> Extract

::::

Six different, sizable on-camera roles in one year—that’s an impressive amount, one that’s almost exhausting to catalog. His voiceover work was comparatively smaller potatoes, with one huge exception.
Cera’s guest spot in the animated comedy Praise Petey reunited him with Annie Murphy. He played a kid in a single episode that aired in August. It’s a cute appearance, and Cera’s one of those adult men who can convincingly voice a child; that’s all I’ll say about that. (I will add, however, that the quickly canceled Praise Petey was much funnier than its summer burnoff-status suggested.)
Under the Boardwalk was another animated project sent out to die, this one a feature film in which Michael Cera voices a hermit crab from the Jersey Shore. The movie itself is instantly forgettable, but I wouldn’t mind throwing it on for a child as background noise if I had to babysit. Cera is a shy land crab named Armen, who falls for a vivacious sea crab named Ramona (Keke Palmer). The pair get captured, Finding Nemo-style, when they venture onto the boardwalk that they’re meant to avoid. There’s also some turf wars between the land and sea crabs, a la West Side Story.
Don’t watch this one for the story, though. Watch it to hear Cera try and fail to do a Jersey accent. I have watched Under the Boardwalk’s trailer many, many times, because hearing Cera say, “The sun is shinin’, everybody’s out there havin’ fun,” never fails to make me laugh. When this movie went straight to streaming in October, we learned that The Adults was misleading—maybe Cera can do a Tony Soprano for a stint, but he cannot carry that for an entire movie. Armen only sometimes has an accent, and it’s more pronounced in some scenes than others. Listen: Cera may be Sicilian, but he hung out on the shores of Lake Ontario growing up, not Manasquan.
Michael Cera’s third voiceover role and final performance of the year was the one that affirmed for me that 2023 belonged to him. I’ve written about how excellent November’s Scott Pilgrim Takes Off is before, calling it a dream come true for fans of the graphic novels and film. But, ironically, one of the best parts about the series is how little Scott Pilgrim (voiced by Cera) appears in it.
The 2010 Scott Pilgrim vs. the World film starred Cera as Scott, who challenged viewers’ perceptions of the actor at the time. Scott’s immature, self-absorbed, hapless, and a skilled fighter—the latter of which was especially comical for Cera to do, considering this was the era during which Andy Samberg correctly referred to him as a “canary in skinny jeans.” (Nick and Norah’s Infinite Playlist, where that immortal line comes from, was kind of a precursor to Cera’s Scott Pilgrim role; I’ll save that for another article.)
By virtue of being an anime, Takes Off eliminates that and other parts of the film’s awkwardness. At the same time, it embraces the project’s excellent ensemble work and brings the entire cast of the film together. Sidelining Scott, and therefore Cera, was important to the story; like any male main character lacking in self-awareness, Scott could often suck up all the air in the room. But when Scott does appear, Cera’s voiceover improves upon what was already one of his most beloved roles.

::::

> What you need to do
Please list every voiceover role that the passage on Michael Cera says he had that year, giving the project and the character he voices in each.

> Dataset entries
::::

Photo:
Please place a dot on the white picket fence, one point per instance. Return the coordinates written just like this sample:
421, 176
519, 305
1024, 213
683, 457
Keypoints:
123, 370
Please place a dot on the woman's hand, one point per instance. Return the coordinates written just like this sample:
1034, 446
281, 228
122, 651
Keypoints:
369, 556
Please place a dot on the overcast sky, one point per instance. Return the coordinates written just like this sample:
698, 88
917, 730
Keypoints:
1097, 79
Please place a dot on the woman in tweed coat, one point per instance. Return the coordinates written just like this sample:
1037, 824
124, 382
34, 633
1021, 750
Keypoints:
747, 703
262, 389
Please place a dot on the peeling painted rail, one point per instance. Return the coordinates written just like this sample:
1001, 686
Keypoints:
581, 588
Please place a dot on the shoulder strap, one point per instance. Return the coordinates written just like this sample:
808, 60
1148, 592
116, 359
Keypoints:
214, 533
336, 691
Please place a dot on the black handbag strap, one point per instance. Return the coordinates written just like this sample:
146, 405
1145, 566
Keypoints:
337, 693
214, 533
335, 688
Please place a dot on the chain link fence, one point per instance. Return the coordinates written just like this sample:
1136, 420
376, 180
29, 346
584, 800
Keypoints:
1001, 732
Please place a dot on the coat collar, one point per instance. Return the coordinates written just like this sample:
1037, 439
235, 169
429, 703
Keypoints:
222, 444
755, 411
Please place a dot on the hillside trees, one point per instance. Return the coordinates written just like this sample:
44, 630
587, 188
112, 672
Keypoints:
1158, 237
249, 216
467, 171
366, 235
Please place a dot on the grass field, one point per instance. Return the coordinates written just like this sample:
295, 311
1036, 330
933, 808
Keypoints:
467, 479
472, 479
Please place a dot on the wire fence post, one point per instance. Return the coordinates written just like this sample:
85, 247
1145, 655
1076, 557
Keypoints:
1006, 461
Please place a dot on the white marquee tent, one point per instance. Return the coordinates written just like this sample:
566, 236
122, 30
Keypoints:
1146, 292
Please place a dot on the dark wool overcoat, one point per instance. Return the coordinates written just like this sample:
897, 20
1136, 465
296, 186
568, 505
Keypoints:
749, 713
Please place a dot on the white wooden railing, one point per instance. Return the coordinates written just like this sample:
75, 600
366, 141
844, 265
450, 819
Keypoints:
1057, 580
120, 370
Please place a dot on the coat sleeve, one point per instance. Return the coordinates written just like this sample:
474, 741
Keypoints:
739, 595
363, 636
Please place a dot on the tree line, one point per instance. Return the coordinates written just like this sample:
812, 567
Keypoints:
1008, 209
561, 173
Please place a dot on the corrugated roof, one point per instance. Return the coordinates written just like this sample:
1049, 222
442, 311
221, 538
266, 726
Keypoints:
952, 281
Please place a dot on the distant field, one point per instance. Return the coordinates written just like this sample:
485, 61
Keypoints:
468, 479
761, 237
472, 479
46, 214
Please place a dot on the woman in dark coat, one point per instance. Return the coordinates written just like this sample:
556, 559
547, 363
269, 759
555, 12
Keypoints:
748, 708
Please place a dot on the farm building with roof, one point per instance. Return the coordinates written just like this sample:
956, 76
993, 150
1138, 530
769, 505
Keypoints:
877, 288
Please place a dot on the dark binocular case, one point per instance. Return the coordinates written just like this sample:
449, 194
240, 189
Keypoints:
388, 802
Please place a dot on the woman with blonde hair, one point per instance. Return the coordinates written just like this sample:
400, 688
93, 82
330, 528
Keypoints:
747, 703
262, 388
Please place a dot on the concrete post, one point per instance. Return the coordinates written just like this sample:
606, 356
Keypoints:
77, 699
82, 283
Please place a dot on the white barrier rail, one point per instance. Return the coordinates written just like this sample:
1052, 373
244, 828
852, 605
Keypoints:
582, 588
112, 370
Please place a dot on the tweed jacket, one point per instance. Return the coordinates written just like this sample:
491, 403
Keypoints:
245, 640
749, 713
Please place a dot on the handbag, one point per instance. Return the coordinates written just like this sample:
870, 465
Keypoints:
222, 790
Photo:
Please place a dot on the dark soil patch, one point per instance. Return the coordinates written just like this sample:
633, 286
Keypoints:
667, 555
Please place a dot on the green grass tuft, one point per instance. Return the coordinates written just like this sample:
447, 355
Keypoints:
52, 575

::::

> Result below
- Praise Petey: a kid, in a single episode
- Under the Boardwalk: Armen, a shy land crab
- Scott Pilgrim Takes Off: Scott Pilgrim